» **PROVIDED TEXT**
--

BRIAN: Awesome, can you talk about your process a little bit for unearthing popular content? I thought it was fascinating.

AARON: Yes! It’s so shallow.

BRIAN: It works.

AARON: That’s the thing about it, it works. So a lot of your listeners are probably familiar with things like Google Trends or Buzzsumo. And I’m not an SEO anything, ninja, guru, fill in the blank, I can basically fake it far enough using plugins on my own posts, that kind of thing.

BRIAN: Know enough to be dangerous.

AARON: What I really use something like Google Trends for, which will give you exactly what it sounds like, what’s trending on search right now. You can also dig into historical data, they do a great job breaking it down into topics, for celebrity news stories, business, finance, sports, all that kind of stuff.

So the example that I used, the first time I wrote for Entrepreneur, I had no name, no byline, it felt like I was sort of jumping the line. Like you’re supposed to publish to all these small places, build a portfolio, and then go after the big dogs. And I just didn’t want to do that.

So I had a few pitches rejected, which is great, #letsgetrejected. And I got tired of that so I said, alright, what’s the overlap here between what’s trending right now on Google.

This was a couple years ago, I jumped in, found out that Mindy Kaling, from Fox’s The Mindy project, hit this all-time high, like maxed out their trending score in the summer of, I think it was 2012 or 2013.

I didn’t know who she was, maybe I had seen the show once or twice, I wasn’t a big fan, but I was like, alright, if people are looking for her then I can easily do an overlap with entrepreneurial lessons, like the Mindy Kaling guide to entrepreneurial domination.

--

[Items stored from a collection]
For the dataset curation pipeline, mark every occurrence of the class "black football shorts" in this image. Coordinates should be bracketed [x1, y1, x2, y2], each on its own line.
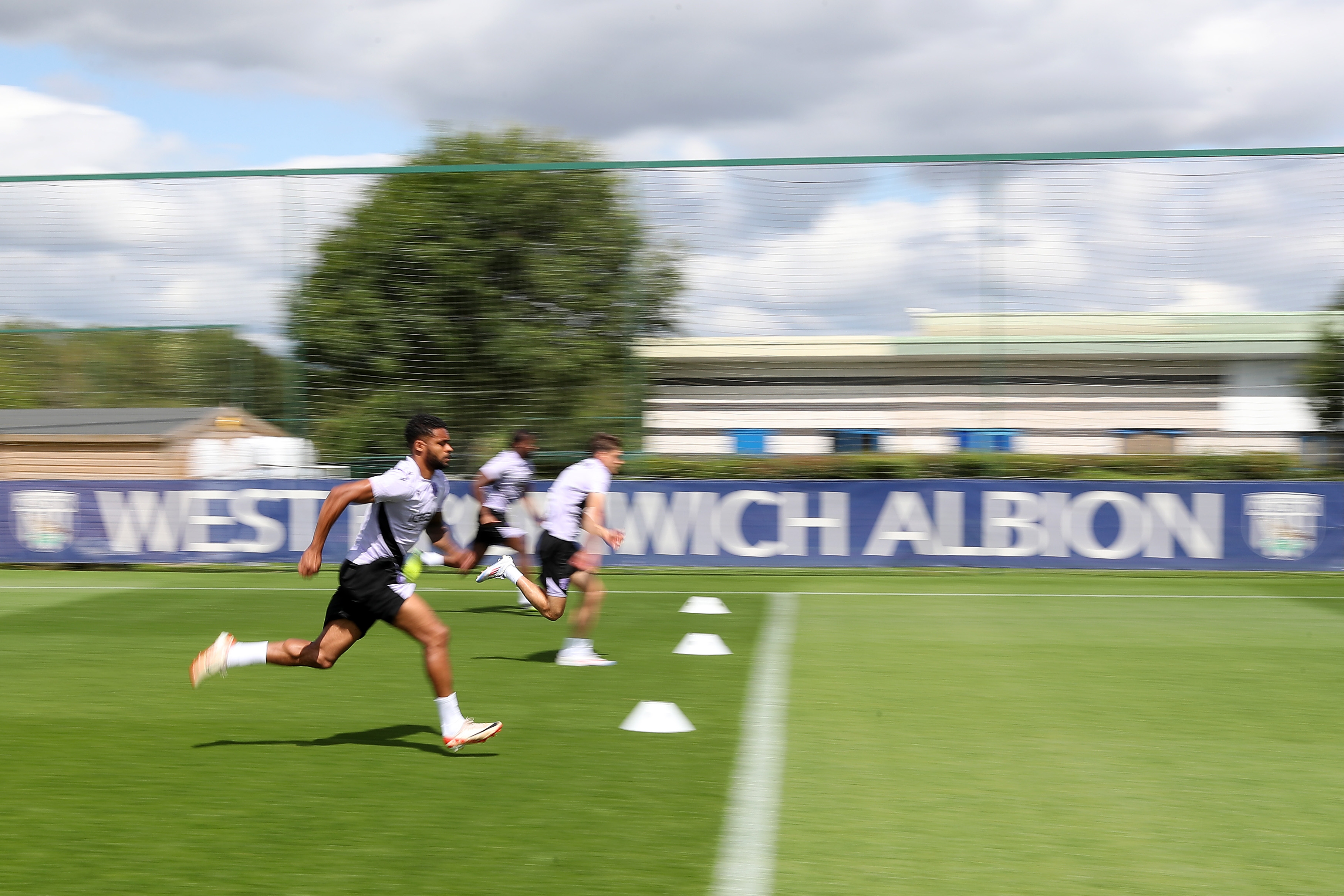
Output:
[536, 532, 579, 598]
[323, 558, 403, 638]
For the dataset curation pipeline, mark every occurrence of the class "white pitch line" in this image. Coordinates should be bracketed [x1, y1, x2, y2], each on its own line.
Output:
[0, 584, 1344, 601]
[714, 594, 798, 896]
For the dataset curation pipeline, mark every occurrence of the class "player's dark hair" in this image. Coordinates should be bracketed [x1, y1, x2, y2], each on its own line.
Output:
[406, 414, 448, 447]
[589, 433, 621, 454]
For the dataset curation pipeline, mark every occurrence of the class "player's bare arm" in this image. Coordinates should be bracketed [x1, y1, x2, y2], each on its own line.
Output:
[571, 492, 625, 569]
[298, 480, 374, 579]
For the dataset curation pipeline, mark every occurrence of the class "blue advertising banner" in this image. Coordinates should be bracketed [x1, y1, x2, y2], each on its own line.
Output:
[0, 480, 1344, 569]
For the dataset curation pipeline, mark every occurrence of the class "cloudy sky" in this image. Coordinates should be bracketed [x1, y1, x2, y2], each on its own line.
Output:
[0, 0, 1344, 344]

--

» **GOALS**
A. List the topic categories that the interview transcript says Google Trends breaks its data into.
B. Please render the records from their beginning through the line containing "[323, 558, 403, 638]", both ends included, as a two-column CSV with the headers request and answer. Give one row per request, put each value in a single quoted field with line breaks turned into spaces, and leave out the pictures.

» **SOLUTIONS PER TASK**
A. celebrity news stories, business, finance, sports

B.
request,answer
"For the dataset curation pipeline, mark every occurrence of the class ""black football shorts"" in this image. Coordinates should be bracketed [x1, y1, x2, y2], each on its own line. Output:","[536, 532, 579, 598] [323, 558, 403, 638]"